Items from a data source
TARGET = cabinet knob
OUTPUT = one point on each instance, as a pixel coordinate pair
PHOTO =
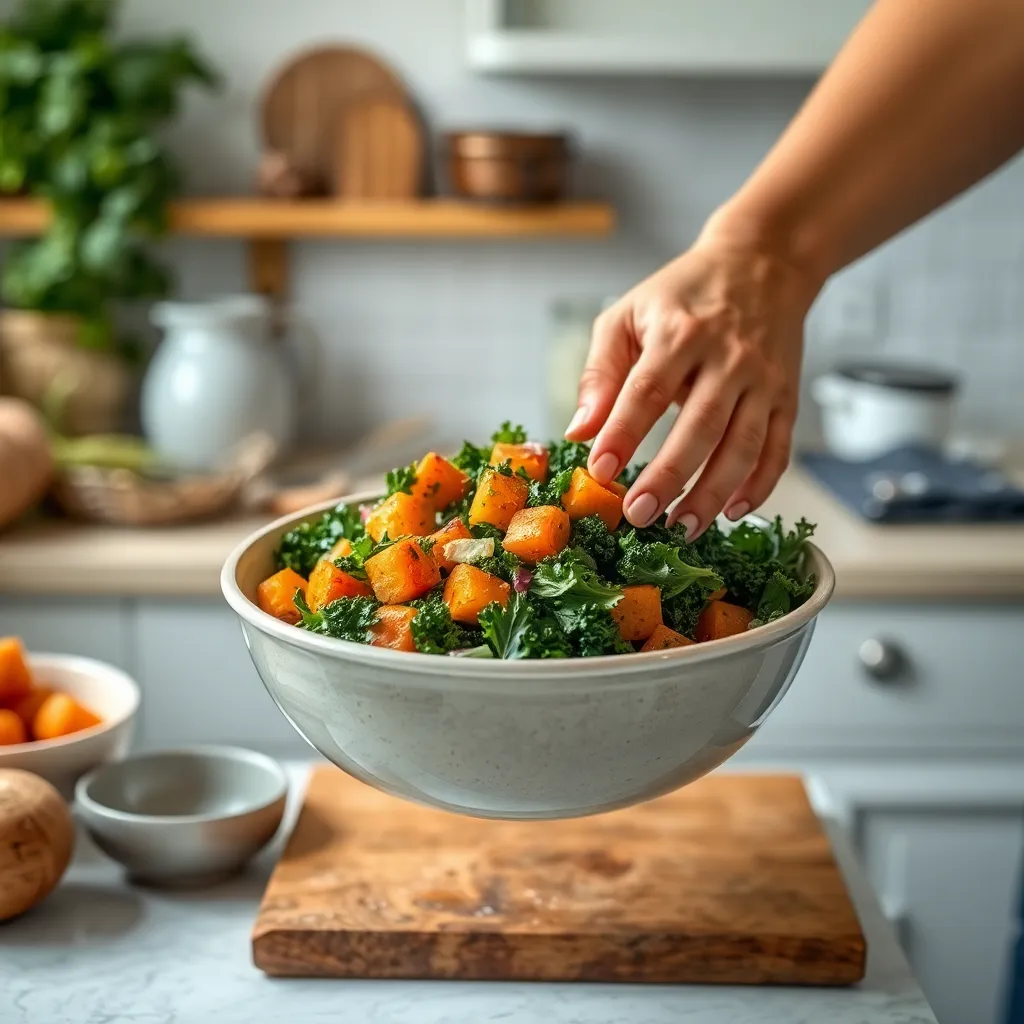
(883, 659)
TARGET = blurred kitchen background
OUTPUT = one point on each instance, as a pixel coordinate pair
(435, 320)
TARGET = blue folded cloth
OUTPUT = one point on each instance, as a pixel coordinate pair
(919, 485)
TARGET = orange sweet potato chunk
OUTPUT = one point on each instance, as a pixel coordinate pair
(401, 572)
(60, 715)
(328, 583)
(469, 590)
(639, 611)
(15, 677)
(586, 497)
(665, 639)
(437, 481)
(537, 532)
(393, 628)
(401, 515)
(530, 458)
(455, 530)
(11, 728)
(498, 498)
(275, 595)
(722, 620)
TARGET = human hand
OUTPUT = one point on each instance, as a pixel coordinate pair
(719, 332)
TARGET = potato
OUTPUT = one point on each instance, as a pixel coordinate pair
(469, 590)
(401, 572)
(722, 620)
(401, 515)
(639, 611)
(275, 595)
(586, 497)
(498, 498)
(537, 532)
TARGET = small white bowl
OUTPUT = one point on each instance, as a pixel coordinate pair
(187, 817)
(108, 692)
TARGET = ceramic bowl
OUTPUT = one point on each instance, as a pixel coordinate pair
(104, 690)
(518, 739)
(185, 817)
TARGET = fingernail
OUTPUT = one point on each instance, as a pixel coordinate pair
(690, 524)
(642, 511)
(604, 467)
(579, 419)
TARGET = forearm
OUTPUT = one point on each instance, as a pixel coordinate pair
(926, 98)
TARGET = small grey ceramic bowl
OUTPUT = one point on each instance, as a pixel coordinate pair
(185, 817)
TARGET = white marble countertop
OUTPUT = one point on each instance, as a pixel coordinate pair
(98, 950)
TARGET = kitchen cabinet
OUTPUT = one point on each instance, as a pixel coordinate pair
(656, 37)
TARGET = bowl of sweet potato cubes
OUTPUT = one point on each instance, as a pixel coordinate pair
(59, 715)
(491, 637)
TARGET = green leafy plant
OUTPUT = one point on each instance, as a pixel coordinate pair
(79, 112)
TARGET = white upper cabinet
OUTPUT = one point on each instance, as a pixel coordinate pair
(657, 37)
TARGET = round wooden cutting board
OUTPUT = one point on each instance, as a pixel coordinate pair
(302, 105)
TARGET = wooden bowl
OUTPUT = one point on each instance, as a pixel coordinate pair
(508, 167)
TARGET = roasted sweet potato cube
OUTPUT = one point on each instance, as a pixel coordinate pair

---

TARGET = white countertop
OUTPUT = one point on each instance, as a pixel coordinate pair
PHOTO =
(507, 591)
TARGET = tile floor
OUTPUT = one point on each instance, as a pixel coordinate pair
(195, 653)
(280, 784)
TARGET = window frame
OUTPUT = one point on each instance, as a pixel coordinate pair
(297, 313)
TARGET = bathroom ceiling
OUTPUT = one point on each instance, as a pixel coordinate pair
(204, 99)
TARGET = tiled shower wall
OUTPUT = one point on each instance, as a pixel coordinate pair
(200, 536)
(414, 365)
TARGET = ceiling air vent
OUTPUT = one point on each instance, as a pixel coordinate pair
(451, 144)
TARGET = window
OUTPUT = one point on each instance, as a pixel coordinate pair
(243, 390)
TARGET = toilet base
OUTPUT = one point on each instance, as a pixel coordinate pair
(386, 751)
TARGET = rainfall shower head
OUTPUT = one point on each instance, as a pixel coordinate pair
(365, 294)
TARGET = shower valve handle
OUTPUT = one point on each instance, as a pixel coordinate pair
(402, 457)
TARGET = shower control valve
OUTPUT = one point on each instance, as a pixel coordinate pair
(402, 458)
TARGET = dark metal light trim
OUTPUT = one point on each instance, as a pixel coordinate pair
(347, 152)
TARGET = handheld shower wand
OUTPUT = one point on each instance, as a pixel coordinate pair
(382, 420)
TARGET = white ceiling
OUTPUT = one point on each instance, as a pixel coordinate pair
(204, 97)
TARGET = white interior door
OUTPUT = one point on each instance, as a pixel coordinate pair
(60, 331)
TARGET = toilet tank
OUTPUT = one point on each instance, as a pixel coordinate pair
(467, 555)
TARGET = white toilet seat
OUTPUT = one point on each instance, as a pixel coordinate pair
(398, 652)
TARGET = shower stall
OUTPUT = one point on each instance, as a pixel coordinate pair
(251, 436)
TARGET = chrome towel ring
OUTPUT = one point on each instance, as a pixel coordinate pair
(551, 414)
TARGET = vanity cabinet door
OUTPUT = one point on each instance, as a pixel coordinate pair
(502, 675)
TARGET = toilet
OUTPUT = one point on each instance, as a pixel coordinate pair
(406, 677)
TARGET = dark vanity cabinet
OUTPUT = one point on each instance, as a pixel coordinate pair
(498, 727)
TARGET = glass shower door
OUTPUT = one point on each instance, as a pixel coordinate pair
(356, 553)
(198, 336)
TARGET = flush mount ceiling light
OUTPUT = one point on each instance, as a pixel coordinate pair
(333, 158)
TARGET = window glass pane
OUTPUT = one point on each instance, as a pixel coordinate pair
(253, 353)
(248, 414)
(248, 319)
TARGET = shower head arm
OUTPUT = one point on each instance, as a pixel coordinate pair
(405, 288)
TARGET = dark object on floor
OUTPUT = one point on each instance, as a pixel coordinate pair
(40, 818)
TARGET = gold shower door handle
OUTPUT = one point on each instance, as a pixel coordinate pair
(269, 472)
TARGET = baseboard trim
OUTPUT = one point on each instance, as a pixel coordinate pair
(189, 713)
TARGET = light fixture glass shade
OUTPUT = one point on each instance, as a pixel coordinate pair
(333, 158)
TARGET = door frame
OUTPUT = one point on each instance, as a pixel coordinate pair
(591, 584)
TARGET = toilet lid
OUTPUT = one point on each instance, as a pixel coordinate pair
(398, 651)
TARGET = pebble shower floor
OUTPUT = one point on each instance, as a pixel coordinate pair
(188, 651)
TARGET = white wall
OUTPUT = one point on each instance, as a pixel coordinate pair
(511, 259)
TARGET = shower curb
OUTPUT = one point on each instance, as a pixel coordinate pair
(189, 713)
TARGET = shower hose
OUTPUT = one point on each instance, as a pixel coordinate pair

> DO THIS: Filter the items above, keeping every line that contains the word "wooden". Matching is case-sensitive.

> WORKED ANSWER:
TARGET = round wooden cutting board
TARGET = wooden bowl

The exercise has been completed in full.